[begin LISTED ENTRIES]
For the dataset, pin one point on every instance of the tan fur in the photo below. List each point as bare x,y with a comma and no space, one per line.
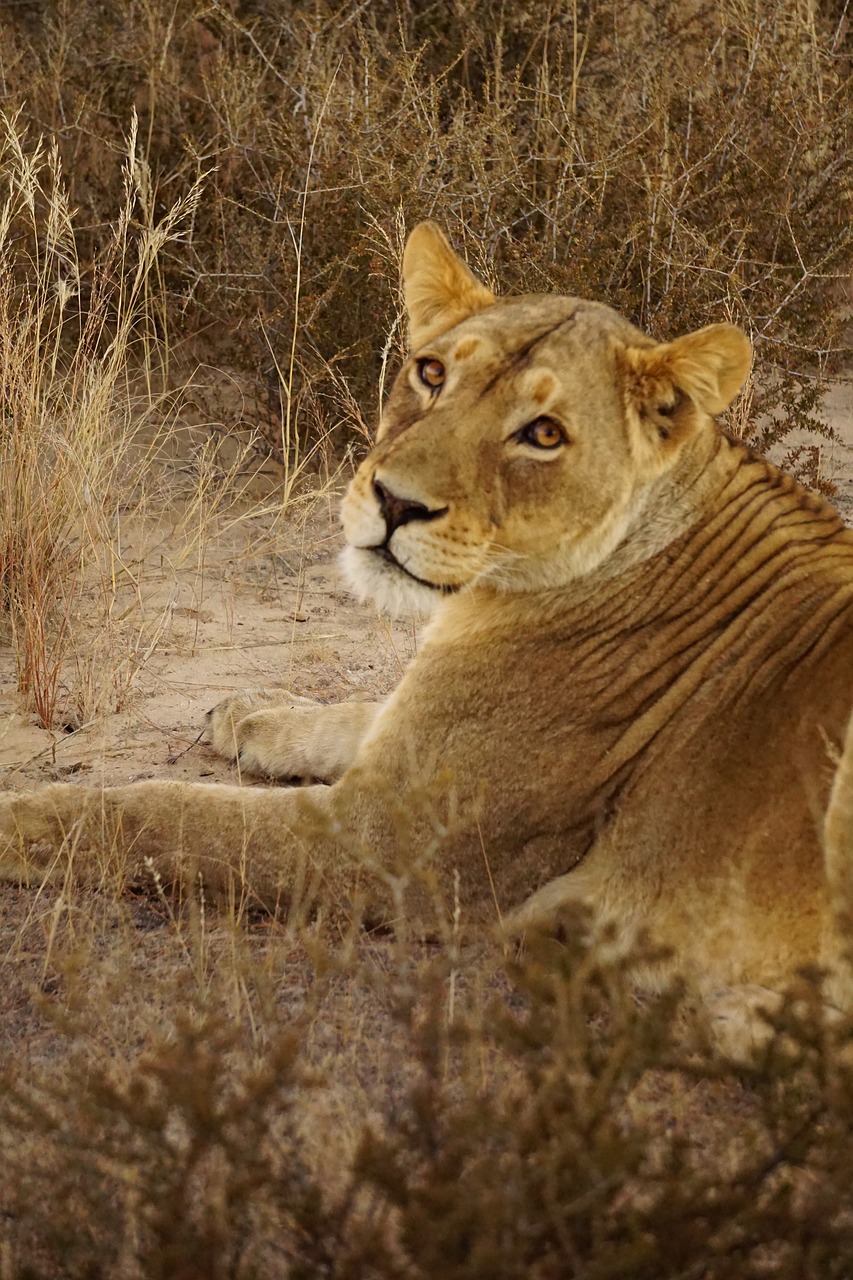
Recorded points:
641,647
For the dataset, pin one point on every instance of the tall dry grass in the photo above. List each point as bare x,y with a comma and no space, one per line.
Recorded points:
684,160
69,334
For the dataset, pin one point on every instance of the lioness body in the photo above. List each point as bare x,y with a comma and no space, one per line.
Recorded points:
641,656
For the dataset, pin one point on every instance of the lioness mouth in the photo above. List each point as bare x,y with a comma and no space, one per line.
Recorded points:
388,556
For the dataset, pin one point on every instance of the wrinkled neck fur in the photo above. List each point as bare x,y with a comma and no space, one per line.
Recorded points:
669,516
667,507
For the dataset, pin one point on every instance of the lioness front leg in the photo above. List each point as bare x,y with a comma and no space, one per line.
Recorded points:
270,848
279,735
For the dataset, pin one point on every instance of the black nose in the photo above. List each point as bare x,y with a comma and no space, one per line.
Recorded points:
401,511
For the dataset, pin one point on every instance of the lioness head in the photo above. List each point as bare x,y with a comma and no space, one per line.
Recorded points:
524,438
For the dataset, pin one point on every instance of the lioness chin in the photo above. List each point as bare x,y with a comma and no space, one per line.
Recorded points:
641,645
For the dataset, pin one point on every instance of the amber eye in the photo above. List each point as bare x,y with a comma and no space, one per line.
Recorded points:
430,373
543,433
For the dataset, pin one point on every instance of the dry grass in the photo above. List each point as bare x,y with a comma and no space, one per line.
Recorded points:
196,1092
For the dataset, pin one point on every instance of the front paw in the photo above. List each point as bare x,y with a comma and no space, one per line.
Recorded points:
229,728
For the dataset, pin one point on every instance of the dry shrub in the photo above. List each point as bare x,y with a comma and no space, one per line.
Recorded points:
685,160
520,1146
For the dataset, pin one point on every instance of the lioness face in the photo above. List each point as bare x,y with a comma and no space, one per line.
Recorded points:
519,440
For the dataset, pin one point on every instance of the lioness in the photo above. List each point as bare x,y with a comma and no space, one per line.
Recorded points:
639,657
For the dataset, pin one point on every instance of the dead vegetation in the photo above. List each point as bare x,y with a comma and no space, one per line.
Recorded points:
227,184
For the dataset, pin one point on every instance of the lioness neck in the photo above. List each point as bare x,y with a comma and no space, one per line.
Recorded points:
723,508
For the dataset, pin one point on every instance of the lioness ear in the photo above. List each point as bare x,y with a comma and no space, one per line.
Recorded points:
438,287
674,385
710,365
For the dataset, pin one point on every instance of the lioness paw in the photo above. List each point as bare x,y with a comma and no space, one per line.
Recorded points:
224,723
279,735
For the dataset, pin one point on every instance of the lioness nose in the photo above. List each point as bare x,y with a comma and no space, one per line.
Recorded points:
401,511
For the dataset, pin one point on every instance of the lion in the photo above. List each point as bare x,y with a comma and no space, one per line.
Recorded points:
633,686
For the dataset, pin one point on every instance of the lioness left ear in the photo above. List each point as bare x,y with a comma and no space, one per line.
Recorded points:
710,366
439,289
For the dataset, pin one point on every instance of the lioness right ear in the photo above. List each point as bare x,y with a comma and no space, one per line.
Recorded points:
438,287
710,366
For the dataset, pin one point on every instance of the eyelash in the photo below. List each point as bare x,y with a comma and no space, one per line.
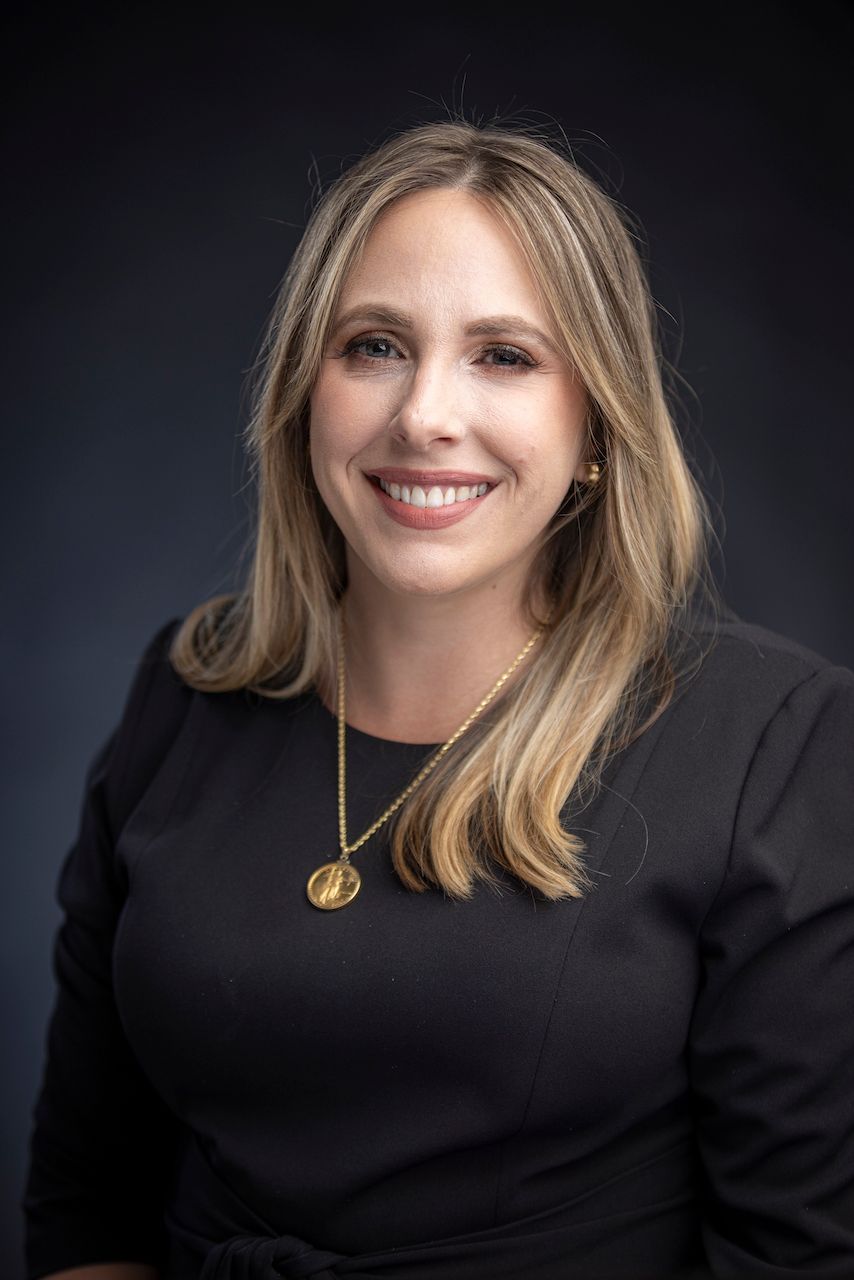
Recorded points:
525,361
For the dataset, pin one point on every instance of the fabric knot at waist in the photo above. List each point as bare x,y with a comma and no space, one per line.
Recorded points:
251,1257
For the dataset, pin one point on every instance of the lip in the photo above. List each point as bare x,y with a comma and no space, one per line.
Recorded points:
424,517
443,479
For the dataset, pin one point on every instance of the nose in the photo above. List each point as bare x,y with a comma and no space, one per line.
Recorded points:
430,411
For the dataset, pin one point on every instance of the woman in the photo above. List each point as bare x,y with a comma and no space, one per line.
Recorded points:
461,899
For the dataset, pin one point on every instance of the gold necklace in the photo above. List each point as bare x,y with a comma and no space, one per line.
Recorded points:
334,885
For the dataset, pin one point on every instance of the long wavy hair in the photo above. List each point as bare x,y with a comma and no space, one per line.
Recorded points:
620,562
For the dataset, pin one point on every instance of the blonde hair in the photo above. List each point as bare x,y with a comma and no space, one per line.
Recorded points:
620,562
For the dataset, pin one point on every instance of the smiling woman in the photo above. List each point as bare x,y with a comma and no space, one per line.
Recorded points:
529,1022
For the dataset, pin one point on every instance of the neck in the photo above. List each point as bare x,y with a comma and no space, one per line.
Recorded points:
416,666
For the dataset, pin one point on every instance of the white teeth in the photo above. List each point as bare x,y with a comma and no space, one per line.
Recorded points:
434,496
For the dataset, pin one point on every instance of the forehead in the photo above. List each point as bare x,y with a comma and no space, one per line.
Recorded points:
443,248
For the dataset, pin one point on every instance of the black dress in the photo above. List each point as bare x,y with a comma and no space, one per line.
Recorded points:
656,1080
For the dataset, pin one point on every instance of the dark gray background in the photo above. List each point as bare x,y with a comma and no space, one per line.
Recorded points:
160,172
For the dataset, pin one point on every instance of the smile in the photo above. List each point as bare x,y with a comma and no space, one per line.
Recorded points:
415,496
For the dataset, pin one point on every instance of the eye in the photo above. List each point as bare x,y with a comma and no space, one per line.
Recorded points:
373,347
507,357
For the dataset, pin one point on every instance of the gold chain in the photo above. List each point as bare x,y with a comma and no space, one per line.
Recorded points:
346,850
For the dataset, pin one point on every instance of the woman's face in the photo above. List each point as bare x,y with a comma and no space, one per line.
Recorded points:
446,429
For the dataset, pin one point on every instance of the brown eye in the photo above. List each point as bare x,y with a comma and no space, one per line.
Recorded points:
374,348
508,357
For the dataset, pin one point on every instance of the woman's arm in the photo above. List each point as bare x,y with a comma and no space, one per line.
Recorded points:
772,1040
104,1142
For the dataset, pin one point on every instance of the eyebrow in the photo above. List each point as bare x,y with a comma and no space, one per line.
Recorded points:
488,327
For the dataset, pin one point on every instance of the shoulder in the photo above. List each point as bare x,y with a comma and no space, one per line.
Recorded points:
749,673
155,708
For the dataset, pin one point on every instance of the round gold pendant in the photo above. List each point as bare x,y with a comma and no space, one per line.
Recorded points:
[end LISTED ENTRIES]
EXERCISE TASK:
With the pictures left out, transcribe the material exactly.

ANSWER:
For the dataset, pin one point on every instance of the tan fur in the photo below. List each point as bare x,y with a comma and no space, one per line.
Recorded points:
641,647
For the dataset, pin one point on every instance of the tall dry grass in the photo above. List each point as bare x,y with a comma and no space, one per line.
Recorded points:
684,160
69,334
For the dataset, pin one point on every instance of the lioness body in the photo above. List each point as bare x,y with a comma and no space, one per line.
Recorded points:
641,656
For the dataset, pin one point on every instance of the lioness mouth in the photo above. List each point as bare x,y with a comma and no space, one per line.
Recorded points:
388,556
For the dataset, pin one point on every instance of the wrinkled neck fur in the photo above. List each point as bare x,y with a comma and no space, one per line.
Recorded points:
669,516
667,507
For the dataset, pin one point on every instance of the lioness front leg in the photo above. List each point as bare x,y with a comma and no space, one per line.
Recorded points:
270,848
279,735
For the dataset, pin one point on every instance of the black nose in the photo above. List each point as bare x,y with a comma and no space, one per line.
Recorded points:
401,511
For the dataset, pin one point on every instance of the lioness head in the photo above. List each point as bare x,y with a comma and no space, one per line.
Recorded points:
524,438
For the dataset, pin one point on every instance of the lioness chin in the photo above. List each point as bare x,y with a comma and no space, one per line.
Recorded points:
641,645
For the dataset, pin one point on every instance of the amber eye in the photo above. List each point as bare x,y with a comma and no space, one per line.
Recorded points:
430,373
543,433
For the dataset, pin one point on every instance of the dry grass in the photo above. List each point as bare x,y with a comma and no space, one per line.
Recorded points:
196,1092
For the dataset, pin one point on every instance of the front paw in the photo above. List each point as bare x,y with a comma and no space, one per line.
Recorded points:
229,728
For the dataset, pin one point on every instance of the dry shrub in the photo above. List each point as bare x,y with a comma and no space, one per line.
Recorded points:
685,160
520,1146
For the dataset, pin one point on every instance of the lioness face in the photo above. List each point as bare x,y with a comma and no space, one per line.
Recorded points:
519,440
For the dataset, pin one point on every instance of the lioness in the photo above. List each point as bare x,y with a comma and no space, one per line.
Recorded points:
639,657
For the dataset, pin one point on every instance of the dead vegetation in the photo above. List each point as bare x,y with a comma and no space, one per line.
Recorded points:
227,184
For the dataset, pin one point on every instance of the lioness neck in the photo above. List each point as bare x,y with a comma and no space, one per line.
Recorded points:
723,508
For the dataset, pin one point on every instance of the lioness ear in the photo above. List each point as bare x,y with a comma and no space, one per line.
Recorded points:
438,287
674,385
710,365
For the dataset, pin one point on every instance of the lioness paw in the photo above. List each point as bare x,y with a comma and no space, one per line.
Recorded points:
224,723
279,735
For the dataset, pin one point on every instance of the lioness nose in the photo above. List each point as bare x,y with a comma and no space, one per line.
Recorded points:
401,511
For the dataset, pin one point on every instance of the lion in the photo above. List each point as bare x,y with a comma and no space, one per line.
Recorded points:
633,686
For the dataset, pin one point on every instance of the lioness left ear in the photo above. List each point as bare x,y with a comma and no space, one per line.
Recorded points:
710,366
439,289
For the dataset, pin one point on every instance of the lioness right ear in the photo above. List each point as bare x,y with a comma and no space, one per line.
Recorded points:
438,287
710,366
For the dataset, pin one point on every instance of the eyelash in the photo below. List each point as bare x,y with a comma and no space, one per line.
Recorded points:
525,361
For the dataset, pin one point on every instance of the fabric knot at waist in the photo above. List each point as bare x,y with a comma and no space, one per line.
Recorded points:
251,1257
For the dataset, pin one point on every instance of the lip in the photo above. List each point as bare x,y with a comma and no space, one per line.
Recorded points:
424,517
443,479
For the dataset, pin one point on every instance of the nose in the photo above. List each point as bare x,y with a comma and no space, one per line.
Recorded points:
430,411
For the dataset, pin one point on every instance of the woman in the photo above. List each point as bare x,y with a comma and no space, one per line.
Recorded points:
461,899
For the dataset, pin one point on every instance of the gold necklace in the photo above. List each point as bare x,y with a comma and no space, one per line.
Recorded points:
334,885
For the dataset, pin one point on every instance of the long wavy hair in the photo above. List each point as bare x,y with a comma and no space, one per line.
Recorded points:
620,562
For the dataset, pin one point on every instance of the blonde hair in the photo above. List each point as bare x,y with a comma and no space, one per line.
Recorded points:
620,562
For the dataset, pin one point on every instance of the smiling woman in the photo above. List each point as bare x,y with a comma and no space, one per line.
Recorded points:
529,1022
For the dataset, pin one point on every instance of the neck in the photo above. List each point as bare x,y with a comma and no space, one per line.
Recorded points:
416,666
For the dataset, pin one point on every instance of the white teeth in the photo above. List each point as bare x,y with a comma and no space, one per line.
Recorded points:
434,496
For the dataset, pin one point on every instance of the forehead in the photo above. List each point as bare x,y with a comma and no space, one per line.
Recorded points:
443,248
For the dataset, pin one point on every instance of the black dress in the photo above. List each point as bare x,y with a comma and no space, one per line.
Recorded points:
656,1080
For the dataset, pin one point on every instance of the dark gray background in the photo above. List each point as bare x,y with a comma and no space, one per line.
Recorded points:
160,172
For the dataset, pin one point on every instance of the smile in the photo above. List each point as bare x,y with a comma and no space, one per line.
Recorded points:
415,496
For the dataset, pin one point on every instance of the eye in the photo above. List each point as bare x,y with a comma and no space, one per line.
Recorded points:
373,347
507,357
For the dataset, pin one point on every instance of the gold chain in the photo above. List each point as bare x,y with a comma and no space, one per line.
Recorded points:
346,850
For the dataset, pin one point on every instance of the woman's face in the photo above. List each point as bare x,y with a comma and no space, one per line.
Recorded points:
446,429
For the dataset, pin one point on every instance of the brown eye in the photo above. List each point as bare x,y with a comma and no space, one per line.
Recorded points:
374,348
508,357
For the dataset, pin one point on every instance of the woman's arm in the photo above. List each point as bare x,y with a comma and no space, one per line.
Recorded points:
772,1040
104,1142
For the dataset, pin one point on every instance of the eyebrow in the photo above. List each point as bare x,y with a comma and no space, one per line.
Recorded points:
488,327
For the dataset, pin one point on every instance of the shoulder in the photo above. List each point as bare x,y with a comma and no space, one per line.
Recorded points:
749,673
155,708
For the dataset, pin one point on every instance of the round gold pendant in the photo above. List each point as bare x,y with a comma and no space, one per line.
Recorded points:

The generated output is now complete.